— start Selection —
2007-05-19 - 1:07 p.m.
...answering my own question...
This entry cross-posted here
K and I woke this morning with a sigh of relief. Because it's raining. This means that we will NOT be having another garage sale with our landlords today. We don't mind the concept, but we were both too tired this week to haul all of our stuff together for such an endeavor. (the other side effect of the rain is that there are no drums in the park on this lovely three-day holiday weekend! hee hee! The bliss of quiet!)
I wrote yesterday about not fitting in yet in Vancouver, and about how I am still not feeling integrated into my department. I didn't write about the other side of the coin (after all, this is my diary, where else can I moan and complain?), which is the consideration of where ELSE I would go to do my work in this field.
Would I go back to New York? Although I miss a great deal of New York, the answer is no. I don't want to go back to a place where I'm paid less to have ridiculous demands and deal with ridiculous personalities. Although I desperately miss the good side (I identify so much more with many of the people there), sadly, it's not worth the hardship that I endured there.
Would I go back to Germany? Unfortunately, I doubt that, too. I loved loved LOVED living in Germany. But part of what I loved was the research level I was at, which limited my responsibilities in dealing with administration. As one gets promoted up the ranks in Germany, it gets tougher and tougher to be a successful woman in academic research. I just can do without the hassle of it. Also there are incredible cliques in my field - both in the USA and in Germany. I don't deal well with cliques, and so it's tough to get funded. So, I guess a return to Germany is a hypothetical maybe, but with conditions.
— end Selection —
**Work instructions**
- a) Please output the diary entry, starting with "Would I go back to Germany?" and going on through "but with conditions.".
- b) Write the next part of the diary entry, picking up after its last sentence.
The material after this diary entry isn't needed.
— start Source excerpt —
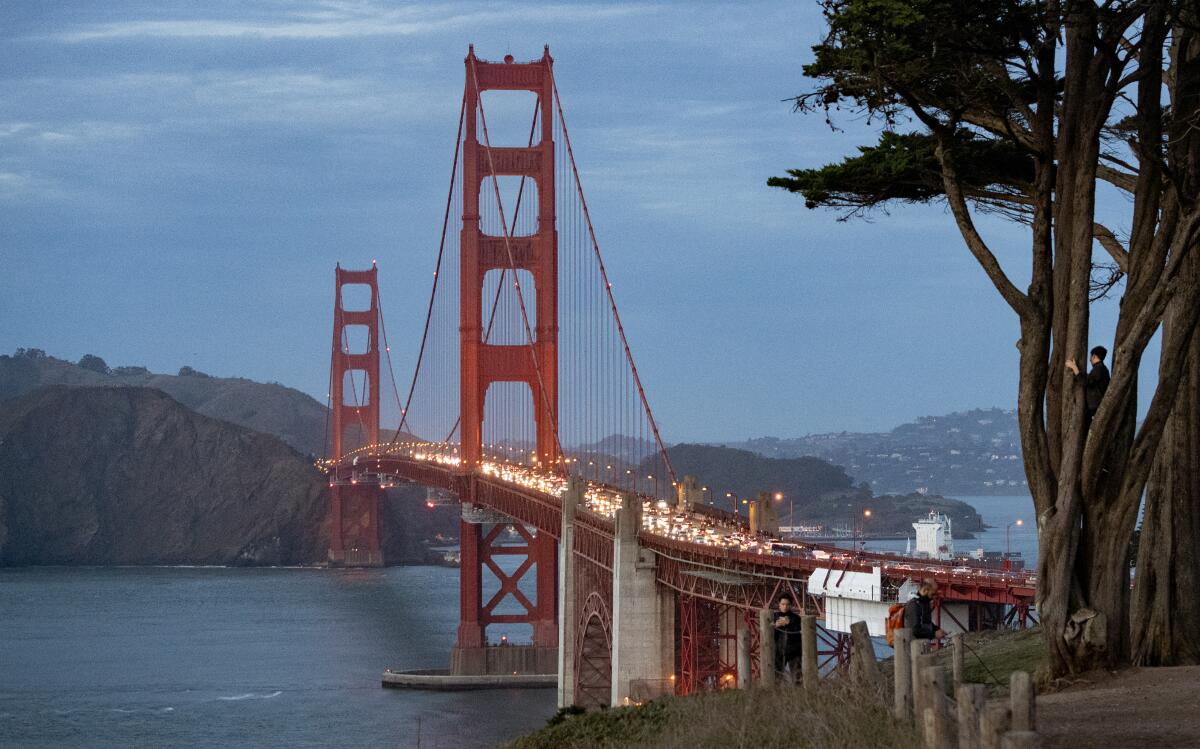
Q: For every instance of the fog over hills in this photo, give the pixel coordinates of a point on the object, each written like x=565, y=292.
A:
— end Source excerpt —
**Task-by-task outputs**
- a)
Would I go back to Germany? Unfortunately, I doubt that, too. I loved loved LOVED living in Germany. But part of what I loved was the research level I was at, which limited my responsibilities in dealing with administration. As one gets promoted up the ranks in Germany, it gets tougher and tougher to be a successful woman in academic research. I just can do without the hassle of it. Also there are incredible cliques in my field - both in the USA and in Germany. I don't deal well with cliques, and so it's tough to get funded. So, I guess a return to Germany is a hypothetical maybe, but with conditions.

- b)
Would I go to another new and different place? eh. Maybe, but it would undoubtedly involve another intercontinental move (!) and I'm not certain that I'm ready for that.
Staying where I am at the moment, in spite of my complaints, is clearly the best option, for several reasons. First of all, every move involves a new startup, which means a new set of opportunity costs of establishing a lab and adjusting to administration. I'm just not ready to do that again anytime soon.
Second, when I consider the negatives of research cliques in other places, I realize that the community of researchers in my field in Canada have for the most part been supportive so far. It's a community of people that has much fewer resources, and they are spread out over a huge geographic area, but I can work with them.
Third, I know how bad a working group or department CAN be. My department here is not particularly supportive or effective with regards to my career...but at least they are nice people. They are not antagonistic, and they don't want to see me fail. I don't really click with most of them...but they are quite amicable and reasonable people who want to avoid conflict.
Four, the first year isn't quite over yet...I still have a summer of research ahead of me, during which time I have the opportunity to achieve and feel productive again. There's still time.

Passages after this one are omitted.